Recorded data

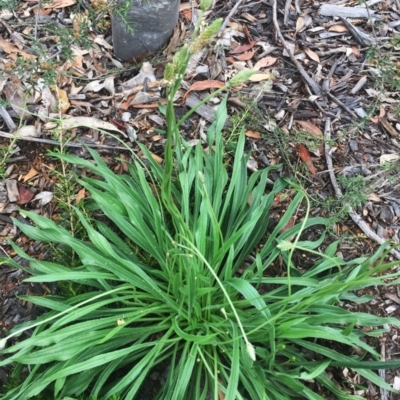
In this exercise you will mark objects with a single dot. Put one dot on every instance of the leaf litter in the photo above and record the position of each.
(314, 64)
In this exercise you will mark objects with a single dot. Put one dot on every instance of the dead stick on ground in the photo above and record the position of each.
(230, 15)
(339, 103)
(338, 192)
(68, 144)
(314, 87)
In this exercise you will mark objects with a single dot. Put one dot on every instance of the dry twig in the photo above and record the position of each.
(230, 15)
(338, 192)
(67, 144)
(314, 87)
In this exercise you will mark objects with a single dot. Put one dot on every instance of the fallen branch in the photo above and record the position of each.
(338, 192)
(67, 144)
(230, 15)
(314, 87)
(341, 104)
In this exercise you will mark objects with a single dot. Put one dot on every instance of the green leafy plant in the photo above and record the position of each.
(178, 279)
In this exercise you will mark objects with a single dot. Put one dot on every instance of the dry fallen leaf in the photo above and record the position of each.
(58, 4)
(306, 158)
(265, 62)
(253, 134)
(27, 131)
(43, 198)
(204, 85)
(374, 197)
(310, 127)
(90, 122)
(384, 158)
(32, 172)
(10, 49)
(63, 102)
(338, 28)
(245, 56)
(312, 55)
(259, 77)
(25, 195)
(243, 48)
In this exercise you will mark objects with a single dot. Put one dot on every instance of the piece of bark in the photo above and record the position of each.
(7, 118)
(360, 36)
(388, 127)
(207, 112)
(331, 10)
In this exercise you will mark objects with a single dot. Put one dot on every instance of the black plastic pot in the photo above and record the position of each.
(153, 22)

Assignment
Taking the line with "of the black" as the first, copy every line through the end of the entries above exactly, with no others.

Your response
In this exercise you will mark objects with a single dot. Put one dot on every instance of the black plastic pot in the photo above and record the position of each.
(153, 22)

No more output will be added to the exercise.